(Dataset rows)
━━━━━━━━━━━━━━━━

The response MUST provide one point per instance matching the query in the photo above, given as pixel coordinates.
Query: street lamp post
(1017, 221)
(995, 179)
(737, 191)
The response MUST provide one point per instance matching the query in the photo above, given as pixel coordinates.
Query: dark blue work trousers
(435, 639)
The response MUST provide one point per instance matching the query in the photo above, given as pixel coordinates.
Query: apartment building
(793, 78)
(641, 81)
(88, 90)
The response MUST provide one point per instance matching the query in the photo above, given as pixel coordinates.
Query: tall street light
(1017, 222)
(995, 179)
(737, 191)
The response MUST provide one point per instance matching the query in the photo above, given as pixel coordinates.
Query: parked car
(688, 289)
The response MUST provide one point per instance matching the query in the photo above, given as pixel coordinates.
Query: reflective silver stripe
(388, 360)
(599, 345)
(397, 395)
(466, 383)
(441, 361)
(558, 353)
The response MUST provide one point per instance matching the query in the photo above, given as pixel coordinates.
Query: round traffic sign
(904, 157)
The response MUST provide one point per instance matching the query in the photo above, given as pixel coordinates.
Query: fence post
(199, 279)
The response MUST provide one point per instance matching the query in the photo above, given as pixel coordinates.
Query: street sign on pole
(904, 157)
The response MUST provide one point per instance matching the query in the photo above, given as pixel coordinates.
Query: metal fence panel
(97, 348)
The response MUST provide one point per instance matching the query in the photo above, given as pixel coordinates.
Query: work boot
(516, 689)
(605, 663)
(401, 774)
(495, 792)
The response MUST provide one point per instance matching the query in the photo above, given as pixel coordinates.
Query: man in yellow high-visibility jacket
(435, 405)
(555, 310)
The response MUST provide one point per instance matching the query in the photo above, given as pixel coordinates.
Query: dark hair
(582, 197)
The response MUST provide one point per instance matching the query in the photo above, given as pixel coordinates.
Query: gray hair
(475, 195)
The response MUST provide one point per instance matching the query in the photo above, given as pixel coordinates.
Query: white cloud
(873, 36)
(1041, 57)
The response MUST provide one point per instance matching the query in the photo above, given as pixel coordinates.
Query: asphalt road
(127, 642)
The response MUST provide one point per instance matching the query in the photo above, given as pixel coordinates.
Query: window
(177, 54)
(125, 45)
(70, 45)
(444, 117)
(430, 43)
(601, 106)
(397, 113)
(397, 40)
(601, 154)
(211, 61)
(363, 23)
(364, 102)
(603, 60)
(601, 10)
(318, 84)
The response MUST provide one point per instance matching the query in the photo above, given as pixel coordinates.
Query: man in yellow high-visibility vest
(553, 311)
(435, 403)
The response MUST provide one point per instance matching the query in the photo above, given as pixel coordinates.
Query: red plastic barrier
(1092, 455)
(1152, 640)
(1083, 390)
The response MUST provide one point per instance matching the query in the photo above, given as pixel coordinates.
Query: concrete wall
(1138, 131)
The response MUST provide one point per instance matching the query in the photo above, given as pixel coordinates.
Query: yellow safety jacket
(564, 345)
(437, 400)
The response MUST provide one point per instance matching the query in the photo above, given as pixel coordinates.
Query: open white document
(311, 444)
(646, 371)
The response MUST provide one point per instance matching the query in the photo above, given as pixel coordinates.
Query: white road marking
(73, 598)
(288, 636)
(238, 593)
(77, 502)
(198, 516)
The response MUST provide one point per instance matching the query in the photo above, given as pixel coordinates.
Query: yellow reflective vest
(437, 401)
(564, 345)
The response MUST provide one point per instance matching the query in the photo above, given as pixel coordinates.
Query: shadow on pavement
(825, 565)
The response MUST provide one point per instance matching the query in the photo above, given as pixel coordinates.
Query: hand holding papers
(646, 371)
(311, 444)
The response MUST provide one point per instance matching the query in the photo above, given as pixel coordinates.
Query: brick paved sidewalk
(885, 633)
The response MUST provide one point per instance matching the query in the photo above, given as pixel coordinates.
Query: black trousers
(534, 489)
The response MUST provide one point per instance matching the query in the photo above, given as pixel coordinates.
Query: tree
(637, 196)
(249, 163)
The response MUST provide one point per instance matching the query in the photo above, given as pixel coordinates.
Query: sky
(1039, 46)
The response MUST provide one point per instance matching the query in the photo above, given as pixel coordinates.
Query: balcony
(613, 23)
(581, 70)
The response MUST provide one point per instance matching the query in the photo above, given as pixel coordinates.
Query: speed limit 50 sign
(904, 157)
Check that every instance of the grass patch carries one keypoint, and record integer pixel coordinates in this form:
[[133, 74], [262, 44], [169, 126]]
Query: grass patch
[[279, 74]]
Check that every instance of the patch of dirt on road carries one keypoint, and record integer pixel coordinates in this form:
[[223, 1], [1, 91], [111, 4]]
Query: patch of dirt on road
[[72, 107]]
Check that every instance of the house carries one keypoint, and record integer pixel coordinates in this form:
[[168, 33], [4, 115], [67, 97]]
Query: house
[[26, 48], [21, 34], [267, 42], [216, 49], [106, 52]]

━━━━━━━━━━━━━━━━

Reproduce every line of the entries above verbatim, from the first to the last.

The response MUST provide one point per instance matching the query in the photo above, given as pixel coordinates.
Query: street lamp post
(1017, 221)
(995, 179)
(737, 191)
The response MUST provide one point per instance matching the query in the photo above, given as pixel coordinates.
Query: dark blue work trousers
(435, 639)
The response MUST provide one point per instance matching the query in the photo above, given as pixel coordinates.
Query: apartment building
(793, 78)
(641, 81)
(88, 90)
The response MUST provide one point per instance matching the query in the photo above, given as pixel coordinates.
Query: tall street light
(1017, 222)
(995, 179)
(737, 191)
The response MUST provide one point per instance matching the query in the photo above, given as pixel coordinates.
Query: parked car
(688, 289)
The response MUST provide one point per instance matching the query in the photo above, given as pixel coordinates.
Query: reflective silver stripe
(388, 360)
(599, 345)
(397, 395)
(466, 383)
(441, 361)
(558, 353)
The response MUST provide one point per instance matching the query in the photo above, given as pixel coordinates.
Query: round traffic sign
(904, 157)
The response MUST provide one point per instance matching the query in the photo above, given as pixel coordinates.
Query: fence post
(199, 279)
The response MUST provide one point per instance matching the query in the photo above, given as pixel coordinates.
Query: street sign on pole
(904, 157)
The response MUST provide one point per instance matching the query in the photo above, given as pixel coordinates.
Query: metal fence panel
(97, 348)
The response MUST provide one point per instance matching the query in the photo above, given as pixel coordinates.
Query: work boot
(516, 689)
(605, 663)
(401, 774)
(495, 792)
The response MUST provide one point per instance matching the query in the photo above, given as pixel coordinates.
Query: man in yellow high-visibility jacket
(435, 405)
(555, 310)
The response MUST provide one point per instance matching the query in the photo above, given as pixel coordinates.
Query: dark hair
(582, 197)
The response MUST provide one point per instance matching the query in the photo above, given as pixel coordinates.
Query: gray hair
(475, 195)
The response MUST provide one point per instance matching the query in the photo above, given as pixel coordinates.
Query: white cloud
(873, 36)
(1041, 57)
The response MUST provide one point per instance matching the query in the photo above, given as pixel coordinates.
Query: asphalt road
(127, 642)
The response MUST provide one point per instance matching the query in the photo above, given as pixel coordinates.
Query: window
(177, 54)
(125, 45)
(70, 45)
(444, 117)
(430, 43)
(601, 106)
(397, 113)
(397, 40)
(601, 154)
(211, 61)
(363, 23)
(364, 102)
(603, 60)
(601, 10)
(318, 84)
The response MUST provide one point per instance matching the query in the photo above, given as pixel coordinates.
Query: man in yellow high-visibility vest
(553, 311)
(435, 403)
The response MUST provide one point per instance matching the query in the photo above, given as pixel coordinates.
Query: red plastic barrier
(1092, 455)
(1152, 640)
(1083, 390)
The response MUST provide one point per instance matching the query in the photo above, given as pixel coordinates.
Query: concrete wall
(1138, 131)
The response MUST provide one point per instance matching the query in the photo above, given as pixel coordinates.
Query: yellow safety jacket
(564, 345)
(437, 400)
The response MUST provide one point per instance matching the query in the photo above, given as pixel coordinates.
Query: open white document
(311, 444)
(646, 371)
The response MUST provide one point per instance matching the query in the photo above, given as pixel coordinates.
Query: white road marking
(73, 598)
(288, 636)
(238, 593)
(77, 502)
(198, 516)
The response MUST provide one point per instance matching the query in the photo above, given as pixel coordinates.
Query: yellow reflective vest
(437, 401)
(564, 345)
The response MUST provide one point per instance matching the query in the photo above, given as pixel coordinates.
Query: shadow on pavement
(825, 565)
The response MUST provide one point per instance matching the query in the photo above, given as pixel coordinates.
Query: hand holding papers
(646, 371)
(311, 444)
The response MUST provide one point per instance matching the query in the photo above, given as pixel coordinates.
Query: brick paved sidewalk
(885, 633)
The response MUST provide one point per instance matching the query in the photo above, given as pixel coordinates.
Query: black trousers
(534, 489)
The response MUST provide one point per instance matching the query in the photo above, given as pixel coordinates.
Query: tree
(637, 196)
(249, 163)
The response MUST provide one point per instance matching the query in the photo above, given as pixel coordinates.
Query: sky
(1039, 46)
The response MUST provide one point per instance matching the query in the photo above, given as pixel coordinates.
Query: balcony
(613, 23)
(581, 70)
The response MUST provide one point per instance matching the query in the photo above, given as pixel coordinates.
Query: speed limit 50 sign
(904, 157)
Check that every instance of the grass patch carries one keypoint, and record integer pixel coordinates in this form:
[[133, 74], [262, 44], [169, 126]]
Query: grass patch
[[279, 74]]
Check that every instance of the patch of dirt on road carries one keypoint, and record integer pixel coordinates in this form:
[[223, 1], [1, 91], [111, 4]]
Query: patch of dirt on road
[[72, 107]]
Check that every instance of the house carries one keypoint, and record integer pixel coordinates in this form:
[[168, 33], [4, 115], [67, 97]]
Query: house
[[26, 48], [21, 34], [267, 42], [216, 49], [106, 52]]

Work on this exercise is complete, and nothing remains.